**Extracted information**:
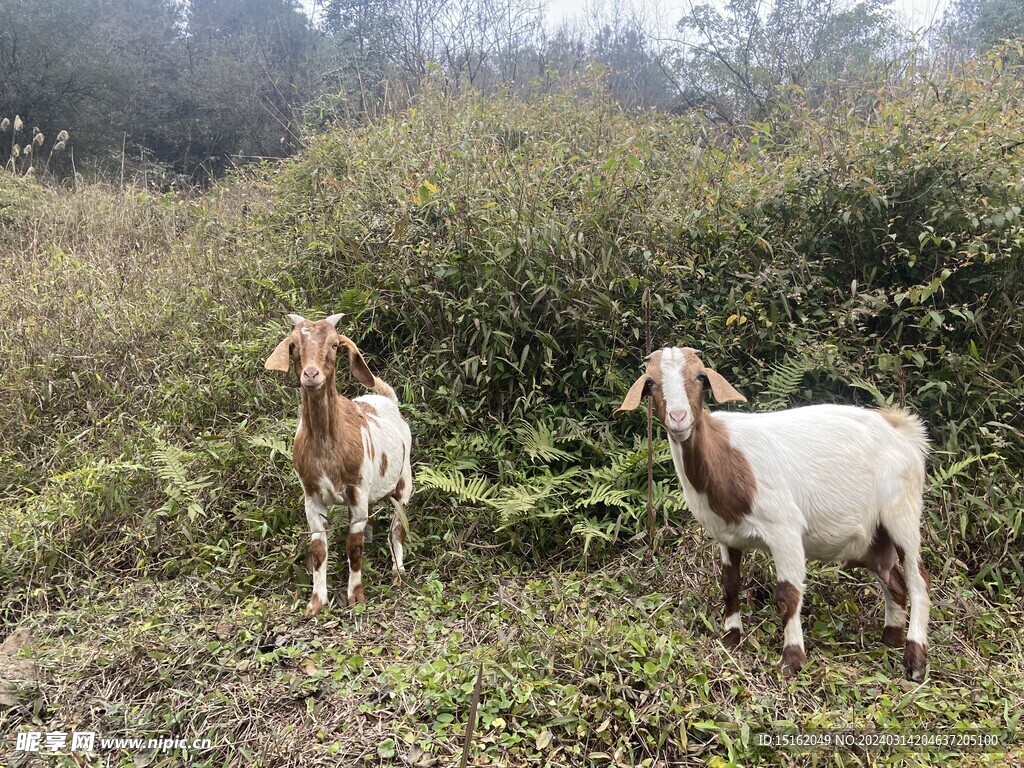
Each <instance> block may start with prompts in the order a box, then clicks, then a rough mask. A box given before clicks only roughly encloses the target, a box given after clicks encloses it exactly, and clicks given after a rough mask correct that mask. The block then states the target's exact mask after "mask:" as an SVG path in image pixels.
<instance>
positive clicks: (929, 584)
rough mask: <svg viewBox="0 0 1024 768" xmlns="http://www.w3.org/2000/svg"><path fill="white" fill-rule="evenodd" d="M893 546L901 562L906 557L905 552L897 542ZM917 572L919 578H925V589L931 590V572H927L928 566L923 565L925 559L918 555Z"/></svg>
mask: <svg viewBox="0 0 1024 768" xmlns="http://www.w3.org/2000/svg"><path fill="white" fill-rule="evenodd" d="M894 546H895V548H896V554H897V555H899V561H900V562H903V561H904V559H906V553H905V552H904V551H903V548H902V547H900V546H899V545H898V544H896V545H894ZM918 572H919V573H921V578H922V579H924V580H925V589H926V590H931V589H932V574H931V573H929V572H928V568H927V567H925V561H924V560H922V559H921V556H920V555H919V556H918Z"/></svg>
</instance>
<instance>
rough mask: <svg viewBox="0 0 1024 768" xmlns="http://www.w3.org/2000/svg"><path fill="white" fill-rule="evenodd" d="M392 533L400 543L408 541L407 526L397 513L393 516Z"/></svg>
mask: <svg viewBox="0 0 1024 768" xmlns="http://www.w3.org/2000/svg"><path fill="white" fill-rule="evenodd" d="M391 534H392V535H393V536H394V538H395V539H397V540H398V544H404V543H406V526H404V525H402V524H401V520H400V519H399V518H398V516H397V515H395V516H394V517H393V518H391Z"/></svg>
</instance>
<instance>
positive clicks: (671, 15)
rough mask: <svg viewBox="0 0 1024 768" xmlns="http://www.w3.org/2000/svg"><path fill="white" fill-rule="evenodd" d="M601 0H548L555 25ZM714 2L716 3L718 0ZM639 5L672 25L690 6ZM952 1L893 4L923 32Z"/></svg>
mask: <svg viewBox="0 0 1024 768" xmlns="http://www.w3.org/2000/svg"><path fill="white" fill-rule="evenodd" d="M703 1H707V0H694V2H693V4H694V5H696V4H698V3H699V2H703ZM601 2H606V3H607V4H608V5H610V2H611V0H547V5H548V20H549V23H551V24H552V25H553V26H554V25H557V24H558V23H559V22H560V20H562V19H563V18H564V17H566V16H568V17H570V18H571V17H573V16H581V17H583V18H586V17H587V16H588V14H589V13H592V12H593V7H594V4H595V3H601ZM618 2H622V3H623V4H625V5H627V6H629V5H631V4H632V3H631V1H630V0H618ZM711 2H712V4H716V3H715V0H711ZM638 4H639V5H641V6H650V5H652V4H656V15H657V16H658V17H659V18H662V19H664V20H666V22H668V23H669V26H670V27H671V26H672V25H673V24H674V23H675V22H676V20H677V19H679V18H681V17H682V16H683V14H684V12H685V10H686V9H688V8H689V7H690V2H689V0H640V1H639V2H638ZM948 4H949V2H948V0H893V1H892V4H891V7H892V8H893V10H894V11H895V13H896V15H897V18H898V19H899V20H900V22H902V24H903V25H905V26H906V28H907V29H908V30H910V31H912V32H922V31H924V30H927V29H928V28H930V27H931V26H933V25H935V24H937V23H938V22H940V20H941V19H942V14H943V12H944V11H945V9H946V6H947V5H948Z"/></svg>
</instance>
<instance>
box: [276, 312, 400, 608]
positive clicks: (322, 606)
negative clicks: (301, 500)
mask: <svg viewBox="0 0 1024 768" xmlns="http://www.w3.org/2000/svg"><path fill="white" fill-rule="evenodd" d="M288 316H289V318H291V321H292V322H293V323H294V324H295V327H294V328H293V329H292V332H291V333H290V334H289V335H288V336H287V337H285V339H284V340H283V341H282V342H281V343H280V344H278V346H276V348H275V349H274V350H273V352H271V353H270V356H269V357H267V359H266V362H265V364H264V367H265V368H266V369H267V370H269V371H282V372H284V373H288V370H289V366H290V364H291V365H294V366H295V375H296V377H297V379H298V383H299V387H300V389H301V392H302V408H301V412H300V415H299V426H298V429H297V430H296V432H295V446H294V449H293V451H292V464H293V465H294V466H295V471H296V473H297V474H298V476H299V480H300V481H301V483H302V490H303V493H304V495H305V507H306V520H307V521H308V522H309V529H310V531H311V532H312V541H311V543H310V547H309V555H310V562H311V565H312V571H313V595H312V598H310V600H309V604H308V605H307V606H306V615H307V616H313V615H316V613H318V612H319V610H321V608H323V607H324V605H325V604H326V603H327V510H328V507H329V506H330V505H332V504H345V505H347V506H348V545H347V547H346V550H347V555H348V604H349V605H354V604H356V603H365V602H366V601H367V598H366V595H365V593H364V591H362V539H364V530H365V529H366V527H367V521H368V519H369V511H370V506H371V505H373V504H376V503H377V502H379V501H382V500H384V499H387V498H390V499H391V502H392V504H393V505H394V508H395V509H394V514H393V516H392V518H391V529H390V541H391V556H392V558H393V560H394V567H393V570H394V573H395V578H396V579H398V578H400V574H401V573H402V572H403V571H404V567H403V564H402V543H403V542H404V539H406V527H404V526H406V522H404V520H406V513H404V507H406V505H408V504H409V500H410V497H411V496H412V495H413V471H412V468H411V466H410V450H411V447H412V443H413V439H412V434H411V433H410V430H409V424H407V423H406V421H404V419H402V418H401V413H400V412H399V411H398V397H397V396H396V395H395V393H394V390H393V389H392V388H391V387H390V386H389V385H387V384H385V383H384V382H383V381H381V380H380V379H378V378H377V377H376V376H374V375H373V373H371V371H370V368H369V367H368V366H367V361H366V360H365V359H364V357H362V353H361V352H359V350H358V348H357V347H356V346H355V343H354V342H353V341H352V340H351V339H349V338H348V337H346V336H343V335H341V334H339V333H338V332H337V330H336V329H335V326H336V325H337V323H338V321H339V319H341V317H342V315H341V314H332V315H331V316H330V317H328V318H327V319H322V321H319V322H318V323H310V322H309V321H307V319H305V318H304V317H301V316H299V315H297V314H290V315H288ZM341 347H344V348H345V349H346V350H347V351H348V365H349V368H350V370H351V372H352V375H353V376H354V377H355V378H356V380H357V381H359V383H361V384H364V385H366V386H367V387H369V388H370V389H372V390H373V391H374V392H376V394H369V395H364V396H361V397H356V398H355V399H351V400H350V399H348V398H347V397H343V396H342V395H340V394H339V393H338V388H337V385H336V383H335V375H336V369H335V366H336V362H337V355H338V351H339V349H340V348H341Z"/></svg>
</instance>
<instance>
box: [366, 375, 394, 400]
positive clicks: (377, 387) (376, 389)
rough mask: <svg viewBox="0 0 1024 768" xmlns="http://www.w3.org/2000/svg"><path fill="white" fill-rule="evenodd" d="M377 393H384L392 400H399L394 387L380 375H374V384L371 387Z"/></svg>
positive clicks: (390, 399)
mask: <svg viewBox="0 0 1024 768" xmlns="http://www.w3.org/2000/svg"><path fill="white" fill-rule="evenodd" d="M371 389H373V390H374V391H375V392H376V393H377V394H382V395H384V396H385V397H387V398H388V399H389V400H391V401H392V402H394V403H396V404H397V402H398V395H396V394H395V393H394V389H392V388H391V385H390V384H388V383H387V382H384V381H381V380H380V379H379V378H378V377H376V376H375V377H374V385H373V387H371Z"/></svg>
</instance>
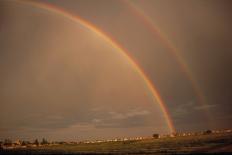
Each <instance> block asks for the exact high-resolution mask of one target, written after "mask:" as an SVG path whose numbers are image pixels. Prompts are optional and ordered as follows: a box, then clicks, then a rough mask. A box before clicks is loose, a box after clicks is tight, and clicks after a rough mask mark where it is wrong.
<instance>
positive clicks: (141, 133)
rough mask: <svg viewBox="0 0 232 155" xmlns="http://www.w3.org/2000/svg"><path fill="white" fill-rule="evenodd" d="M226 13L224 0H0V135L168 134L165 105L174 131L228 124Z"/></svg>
mask: <svg viewBox="0 0 232 155" xmlns="http://www.w3.org/2000/svg"><path fill="white" fill-rule="evenodd" d="M71 16H72V17H71ZM75 19H78V20H75ZM231 19H232V2H231V1H230V0H227V1H226V0H221V1H218V0H188V1H185V0H175V1H172V0H146V1H145V0H144V1H143V0H134V1H127V0H97V1H92V0H67V1H66V0H65V1H64V0H41V1H40V0H38V1H37V0H36V1H17V0H16V1H14V0H1V1H0V75H1V76H0V107H1V108H0V139H5V138H12V139H17V138H22V139H29V140H31V139H35V138H39V139H41V138H43V137H46V138H47V139H52V140H85V139H107V138H114V137H133V136H134V137H135V136H150V135H152V134H153V133H170V132H172V131H171V129H170V126H168V123H167V122H168V121H167V118H166V116H165V111H164V109H165V108H164V107H166V112H167V114H168V117H170V120H171V122H172V123H173V127H174V128H175V130H176V131H199V130H205V129H228V128H232V124H231V122H232V108H231V102H232V94H231V92H232V72H231V66H232V30H231V28H232V20H231ZM81 21H83V22H81ZM88 25H91V26H88ZM91 28H92V29H91ZM99 33H100V34H99ZM102 34H104V36H106V38H108V40H107V39H106V38H105V37H102ZM109 40H111V41H109ZM117 47H120V48H121V50H120V49H119V48H117ZM125 54H126V55H127V56H125ZM128 58H130V59H128ZM131 62H133V63H135V64H137V66H136V65H134V64H133V63H131ZM138 66H139V67H138ZM138 70H141V71H142V72H143V73H144V75H145V79H144V77H142V76H141V74H140V72H139V71H138ZM146 80H150V83H151V84H152V87H153V88H154V89H155V90H156V91H157V94H158V96H159V97H160V98H161V99H162V100H163V108H162V106H161V105H160V101H159V99H157V98H155V97H154V94H153V93H152V90H151V88H150V86H149V85H148V84H149V83H147V82H146Z"/></svg>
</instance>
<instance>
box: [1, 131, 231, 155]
mask: <svg viewBox="0 0 232 155" xmlns="http://www.w3.org/2000/svg"><path fill="white" fill-rule="evenodd" d="M201 153H205V154H232V133H220V134H209V135H198V136H186V137H173V138H161V139H145V140H131V141H119V142H102V143H92V144H83V143H82V144H66V145H64V144H63V145H54V146H40V147H35V148H30V149H29V148H25V149H11V150H2V151H0V154H201Z"/></svg>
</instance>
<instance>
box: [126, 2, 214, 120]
mask: <svg viewBox="0 0 232 155" xmlns="http://www.w3.org/2000/svg"><path fill="white" fill-rule="evenodd" d="M122 2H123V3H124V4H125V5H126V6H127V7H128V8H129V9H130V10H131V12H132V13H134V15H135V16H136V17H137V18H139V19H140V20H141V21H142V22H143V24H144V25H145V26H146V27H147V28H148V29H149V30H150V31H151V32H152V34H153V36H155V37H159V39H160V40H161V41H162V43H163V44H164V45H165V46H166V47H167V48H168V50H169V51H170V52H171V53H172V55H173V56H174V57H175V58H176V62H177V63H178V65H179V66H180V67H181V69H182V72H183V73H184V74H185V76H186V78H187V79H188V80H189V81H190V82H191V85H192V89H193V90H194V92H195V94H196V96H197V100H198V103H200V104H201V105H206V104H207V101H206V98H205V96H204V95H203V92H202V91H201V88H200V87H199V84H198V82H197V81H196V79H195V78H194V75H193V73H192V72H191V70H190V68H189V67H188V65H187V63H186V62H185V60H184V59H183V57H182V56H181V55H180V52H179V50H178V49H177V47H175V46H174V45H173V43H172V42H171V41H170V40H169V39H168V37H166V35H165V33H164V32H163V31H162V30H161V29H160V27H159V26H158V25H157V24H155V23H154V22H153V20H152V19H151V18H150V17H149V16H148V15H147V14H146V13H145V12H144V11H143V10H142V9H141V8H139V7H138V6H137V5H136V4H134V3H133V2H132V1H129V0H124V1H122ZM205 112H206V113H205V114H206V117H207V118H208V119H209V120H211V118H210V112H209V111H207V110H206V111H205Z"/></svg>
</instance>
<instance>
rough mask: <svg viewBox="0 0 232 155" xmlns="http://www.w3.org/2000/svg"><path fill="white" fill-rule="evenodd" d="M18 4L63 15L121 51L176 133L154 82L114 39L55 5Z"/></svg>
mask: <svg viewBox="0 0 232 155" xmlns="http://www.w3.org/2000/svg"><path fill="white" fill-rule="evenodd" d="M17 2H20V3H23V4H28V5H31V6H34V7H38V8H41V9H44V10H47V11H51V12H53V13H56V14H58V15H61V16H63V17H65V18H67V19H69V20H72V21H74V22H76V23H78V24H81V25H83V26H84V27H86V28H87V29H89V30H91V31H92V32H94V33H95V34H97V35H98V36H99V37H101V38H102V39H104V40H105V41H107V43H109V44H110V45H111V46H112V47H114V48H115V49H116V50H117V51H119V52H120V53H121V54H122V55H123V56H124V57H125V58H126V59H127V61H128V62H129V63H130V64H131V65H132V66H133V68H134V69H135V71H136V72H137V73H138V74H139V75H140V77H141V78H142V79H143V81H144V83H145V84H146V85H147V87H148V88H149V90H150V92H151V94H152V99H153V101H157V103H158V104H159V106H160V108H161V110H162V112H163V114H164V117H165V120H166V123H167V126H168V128H169V130H170V132H171V133H173V132H175V128H174V125H173V123H172V120H171V118H170V115H169V113H168V110H167V107H166V106H165V104H164V102H163V100H162V98H161V96H160V95H159V93H158V91H157V90H156V89H155V87H154V86H153V84H152V82H151V81H150V80H149V78H148V77H147V76H146V75H145V73H144V72H143V70H142V69H141V68H140V67H139V66H138V64H136V62H135V61H134V60H133V59H132V57H130V55H129V52H127V50H126V49H125V48H123V47H122V46H120V45H119V44H118V43H117V42H116V41H115V40H114V39H113V38H111V37H110V36H109V35H106V33H104V32H103V31H101V30H100V29H98V28H97V27H96V26H94V25H93V24H91V23H89V22H88V21H86V20H84V19H82V18H81V17H79V16H77V15H73V14H71V13H69V12H67V11H65V10H64V9H62V8H59V7H57V6H53V5H51V4H48V3H40V2H32V1H17Z"/></svg>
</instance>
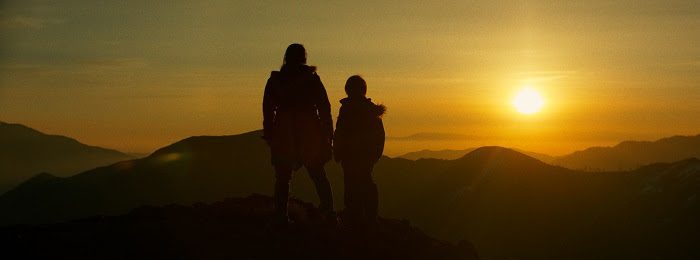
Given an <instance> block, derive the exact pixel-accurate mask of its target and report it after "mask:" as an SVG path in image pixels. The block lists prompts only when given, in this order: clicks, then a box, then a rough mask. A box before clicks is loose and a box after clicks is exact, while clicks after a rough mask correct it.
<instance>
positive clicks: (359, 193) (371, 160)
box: [334, 75, 386, 225]
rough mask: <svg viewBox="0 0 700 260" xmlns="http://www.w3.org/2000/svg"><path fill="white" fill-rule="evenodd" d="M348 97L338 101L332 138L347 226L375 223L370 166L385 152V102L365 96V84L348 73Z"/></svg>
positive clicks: (374, 188)
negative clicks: (337, 106) (339, 163)
mask: <svg viewBox="0 0 700 260" xmlns="http://www.w3.org/2000/svg"><path fill="white" fill-rule="evenodd" d="M345 93H347V95H348V97H347V98H344V99H342V100H340V103H341V104H342V106H341V107H340V114H339V115H338V122H337V124H336V130H335V137H334V155H335V160H336V161H337V162H340V164H341V165H342V167H343V172H344V178H345V218H346V220H344V221H347V222H350V223H349V224H350V225H365V224H372V223H374V222H376V219H377V209H378V206H379V205H378V194H377V185H375V184H374V181H373V180H372V169H373V168H374V164H375V163H377V161H378V160H379V158H380V157H381V156H382V153H383V151H384V124H383V123H382V115H383V114H384V112H385V111H386V107H384V105H375V104H374V103H372V100H371V99H369V98H366V97H365V95H366V93H367V83H366V82H365V80H364V79H362V77H360V76H357V75H355V76H351V77H350V78H348V80H347V82H346V83H345Z"/></svg>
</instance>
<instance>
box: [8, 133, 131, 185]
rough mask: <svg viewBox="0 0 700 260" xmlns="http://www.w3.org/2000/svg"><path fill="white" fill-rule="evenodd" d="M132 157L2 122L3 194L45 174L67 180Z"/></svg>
mask: <svg viewBox="0 0 700 260" xmlns="http://www.w3.org/2000/svg"><path fill="white" fill-rule="evenodd" d="M132 158H133V157H132V156H129V155H127V154H125V153H122V152H119V151H116V150H113V149H107V148H102V147H98V146H92V145H86V144H83V143H81V142H79V141H78V140H75V139H73V138H70V137H66V136H62V135H49V134H44V133H42V132H40V131H38V130H35V129H32V128H30V127H28V126H25V125H22V124H15V123H7V122H0V172H2V173H3V174H2V175H0V194H2V193H3V192H5V191H7V190H9V189H10V188H11V187H13V186H15V185H18V184H19V183H21V182H22V181H24V180H27V179H29V178H30V177H31V176H33V175H35V174H38V173H41V172H48V173H51V174H53V175H56V176H61V177H66V176H70V175H72V174H77V173H80V172H82V171H85V170H89V169H92V168H95V167H99V166H103V165H106V164H110V163H114V162H117V161H122V160H128V159H132Z"/></svg>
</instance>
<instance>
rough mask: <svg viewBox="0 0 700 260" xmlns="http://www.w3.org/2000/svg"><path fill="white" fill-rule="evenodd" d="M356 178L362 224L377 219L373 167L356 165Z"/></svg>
mask: <svg viewBox="0 0 700 260" xmlns="http://www.w3.org/2000/svg"><path fill="white" fill-rule="evenodd" d="M356 168H357V169H356V170H355V173H354V174H355V178H356V179H357V180H356V182H357V197H358V200H359V202H358V204H359V205H358V206H359V207H360V212H361V218H362V222H368V221H371V220H372V218H373V217H375V218H376V211H375V210H373V209H372V207H373V204H374V202H373V201H374V197H375V196H374V195H375V194H376V192H375V190H376V186H374V181H372V165H371V164H369V163H366V162H358V163H356Z"/></svg>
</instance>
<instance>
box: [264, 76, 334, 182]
mask: <svg viewBox="0 0 700 260" xmlns="http://www.w3.org/2000/svg"><path fill="white" fill-rule="evenodd" d="M263 117H264V118H263V127H264V135H265V136H264V138H265V139H266V140H267V142H268V144H269V146H270V150H271V153H272V164H274V165H279V164H285V165H289V166H292V167H293V168H294V169H298V168H299V167H300V166H301V165H305V166H318V165H323V164H324V163H326V162H327V161H329V160H330V159H331V156H332V155H331V153H332V152H331V149H332V148H331V140H332V138H333V119H332V118H331V109H330V103H329V102H328V95H327V94H326V89H325V87H324V86H323V83H322V82H321V79H320V77H319V76H318V75H317V74H316V72H315V68H314V67H310V66H306V65H301V66H298V67H295V68H288V69H283V70H281V71H273V72H272V73H271V75H270V78H269V79H268V80H267V84H266V86H265V95H264V98H263Z"/></svg>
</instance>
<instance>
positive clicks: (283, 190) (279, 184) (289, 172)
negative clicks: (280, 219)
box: [274, 164, 292, 218]
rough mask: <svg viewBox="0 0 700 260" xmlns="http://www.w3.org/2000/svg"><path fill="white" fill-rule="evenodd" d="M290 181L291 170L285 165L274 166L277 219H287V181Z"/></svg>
mask: <svg viewBox="0 0 700 260" xmlns="http://www.w3.org/2000/svg"><path fill="white" fill-rule="evenodd" d="M291 179H292V168H291V167H287V166H285V165H279V164H278V165H275V193H274V203H275V204H274V205H275V214H277V216H278V217H281V218H282V217H283V218H286V217H287V203H288V202H289V181H290V180H291Z"/></svg>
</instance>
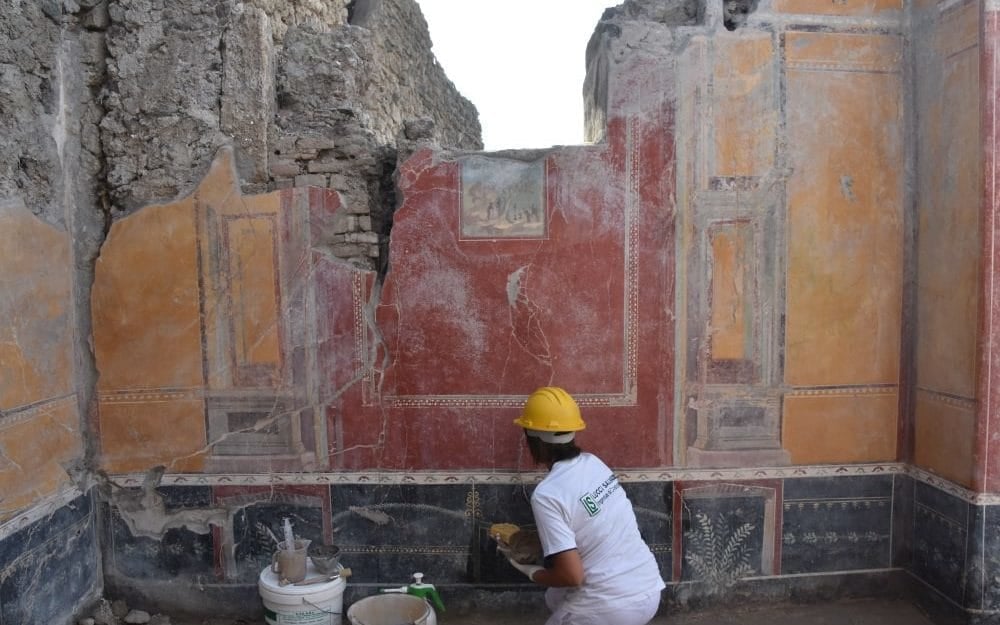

**Exercise**: From the start of the records up to and including the line with "positive clicks: (929, 584)", change every "clicks" to "points" and leave the rest as it is. Omit the pictures.

**Solution to this task**:
Each <instance> block may start with prompts in the order a box, then points, then a rough mask. A box given before points only roughly encloses the target, a box given after points encloses it exactly, and points given after a rough mask correct that mask. The block then states the target's exact mask after "mask:" as an SVG path in image pixels.
<instance>
positive points: (929, 584)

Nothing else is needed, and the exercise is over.